• [SHORT TASK 1] In the records below, take everything from the line containing "Where can the green high-visibility" down to the line containing "point(508, 250)", both ends included. Lay out only those lines as a Markdown table with columns "Row" and "Line", numbering each line and leaving out blank lines.

• [TEXT SHOWN]
• • • • •

I stumbled upon this workshop video today, by Rupi Kaur on writing. She’s a poet. I only saw some 10 minutes of it, but therein she asked the viewers to do an exercise by picking up a pen and a paper and, write a letter, to anyone.

I thought of who that person would be for me.. mum, talk about all of our age-old differences? VJ, talk about how close our friendship is to me? My-past/future-self, oh don’t even get me started! And just then, another beautiful name of a beautiful person popped in my head. Vova. I even started writing this letter, before the exercise got weird and she started introducing random words to be included in the letter. Her agenda was to enforce free writing. Write the first thing that pops in your head when she’d say a random word after every 1.5 minutes. I thought that the exercise was pretty interesting.

C’mon, I had to praise her before I move on to my own piece. ;)

So yes, Vova. He’s someone! He’s someone that I got to know for about 5–7 days, I am not even sure; it was about a month back, before he left the country and went back to Ukraine. My favorite part about the time I spent with him is that when I think about him now, it brings me so much joy. His thought never fails to leave a smile on my face! And, sometimes that overwhelming feeling that’s always difficult to describe. Then, I start to ponder about it.. I got to know this person. His brother, Taras; we always seemed to start some very interesting conversations. I think Vova liked it. They were lovely brothers. I was at their apartment when they were doing their final packing. And I asked Vova, “Is your packing done?” He responded, “You know, I have an elder brother”.

I met his friends. I helped him shop for spices and t-shirts for his godson and nephew. I went ecstatic dancing with him. Actually, that’s where I had met him for the first time! He was the second boy I had met at that dance.

We kissed, for the first time, on his last evening here. He kissed me while I was trying to take some selfies with him. He was so gentle. He didn’t do anything wrong. Not even a single slide of his hands. I got to spend a couple of hours with him after this kiss. From the second time that I had met him, we were always in the holding hands vibes. But, those couple of hours were different. They were one of the most love-lived moments of my life. There was so much comfort, ease and it was filled with those assuring and relaxed smiles of just being happy to be around in that moment.

Mind it here, we were not alone during these hours. It was a party! We kissed at his friend’s balcony. He went with one of his friends to grab some beers, while I chatted with his brother and another friend. He came back, we all had beers, we all chatted more. Smoked some weed.. he’d always pass the joint to me first. We held hands once in a while, while we communicated with the rest of the company, we caressed each other on the cheeks, shoulders.. the two of us went to drop his rental bike. We had to wait in this deserted parking lot for like 10 minutes. We just stood there, in the middle of darkness, comfortable of the space, and sometimes no space, between us. I had a feeling of warmth across my heart all this while, and probably a wide smile plastered on my face!

• • • • •

• [SHORT TASK 2] List every person mentioned by name in the text about Vova.

• [PROVIDED RECORDS]
• • • • •

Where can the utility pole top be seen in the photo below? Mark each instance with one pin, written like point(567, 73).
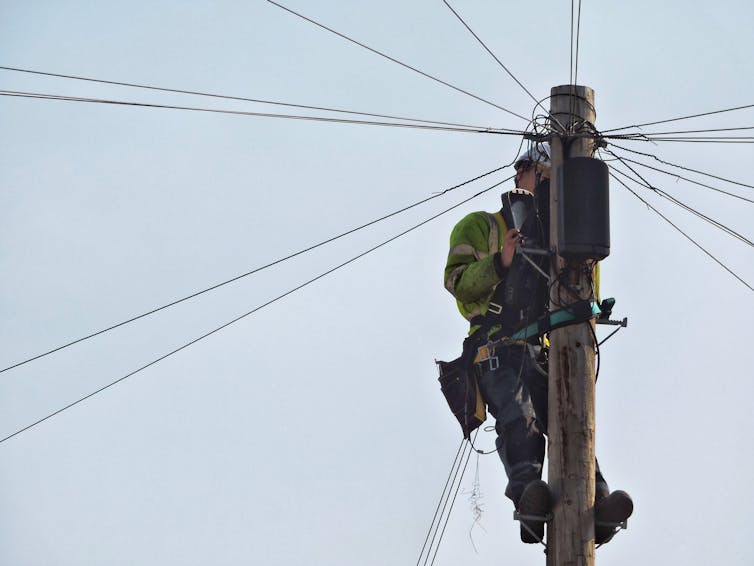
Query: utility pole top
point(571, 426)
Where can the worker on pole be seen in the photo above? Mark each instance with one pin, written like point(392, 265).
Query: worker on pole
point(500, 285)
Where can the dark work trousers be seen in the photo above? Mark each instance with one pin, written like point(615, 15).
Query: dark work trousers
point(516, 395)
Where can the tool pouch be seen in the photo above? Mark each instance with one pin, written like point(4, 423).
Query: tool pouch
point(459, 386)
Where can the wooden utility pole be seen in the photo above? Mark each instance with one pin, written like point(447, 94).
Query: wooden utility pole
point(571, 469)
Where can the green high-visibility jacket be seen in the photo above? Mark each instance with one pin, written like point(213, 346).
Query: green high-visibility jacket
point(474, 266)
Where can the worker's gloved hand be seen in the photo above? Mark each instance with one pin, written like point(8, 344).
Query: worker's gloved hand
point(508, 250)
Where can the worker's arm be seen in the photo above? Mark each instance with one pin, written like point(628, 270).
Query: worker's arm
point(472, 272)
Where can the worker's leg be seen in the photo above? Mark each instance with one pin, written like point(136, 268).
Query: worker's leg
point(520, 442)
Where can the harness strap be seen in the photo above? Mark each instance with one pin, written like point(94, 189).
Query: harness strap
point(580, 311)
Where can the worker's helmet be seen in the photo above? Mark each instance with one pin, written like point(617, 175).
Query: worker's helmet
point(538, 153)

• • • • •

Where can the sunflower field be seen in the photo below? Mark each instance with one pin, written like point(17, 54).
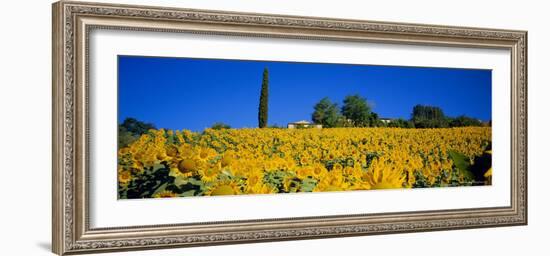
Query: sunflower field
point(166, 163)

• • • • •

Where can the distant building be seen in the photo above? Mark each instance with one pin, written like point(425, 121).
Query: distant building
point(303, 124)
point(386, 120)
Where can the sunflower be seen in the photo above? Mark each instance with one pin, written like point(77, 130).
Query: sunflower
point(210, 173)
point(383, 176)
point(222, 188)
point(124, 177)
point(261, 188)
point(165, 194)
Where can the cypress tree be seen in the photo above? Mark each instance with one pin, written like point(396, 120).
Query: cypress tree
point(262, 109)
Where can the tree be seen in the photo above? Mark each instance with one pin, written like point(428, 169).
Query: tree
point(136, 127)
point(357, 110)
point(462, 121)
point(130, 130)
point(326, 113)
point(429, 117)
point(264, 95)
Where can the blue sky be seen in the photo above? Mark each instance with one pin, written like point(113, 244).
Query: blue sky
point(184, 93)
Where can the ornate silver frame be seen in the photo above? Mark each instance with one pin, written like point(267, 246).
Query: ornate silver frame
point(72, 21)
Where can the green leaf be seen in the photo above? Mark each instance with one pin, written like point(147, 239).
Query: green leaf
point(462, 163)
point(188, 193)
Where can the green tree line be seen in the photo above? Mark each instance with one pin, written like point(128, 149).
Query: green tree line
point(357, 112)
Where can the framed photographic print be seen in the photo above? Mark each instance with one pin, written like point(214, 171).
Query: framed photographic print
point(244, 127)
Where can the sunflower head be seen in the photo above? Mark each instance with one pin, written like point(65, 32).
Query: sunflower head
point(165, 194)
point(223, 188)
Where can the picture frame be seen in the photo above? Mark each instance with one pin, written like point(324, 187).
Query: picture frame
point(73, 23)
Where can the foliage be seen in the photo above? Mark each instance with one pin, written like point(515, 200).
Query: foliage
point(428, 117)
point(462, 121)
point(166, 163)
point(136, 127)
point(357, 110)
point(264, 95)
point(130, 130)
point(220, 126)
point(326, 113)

• • • • •

• [CORRECT ANSWER 1]
| Row | Line |
|---|---|
| 1 | Where can the green high-visibility jacket be seen in the photo above? Mark each instance with one pin, written like point(213, 346). |
| 2 | Query: green high-visibility jacket |
| 3 | point(474, 266) |
| 4 | Where can the worker's gloved hand be seen in the photo above? Mark each instance with one pin, written like point(8, 344). |
| 5 | Query: worker's gloved hand |
| 6 | point(508, 250) |

• [CORRECT ANSWER 2] Rupi Kaur, VJ, Vova, Taras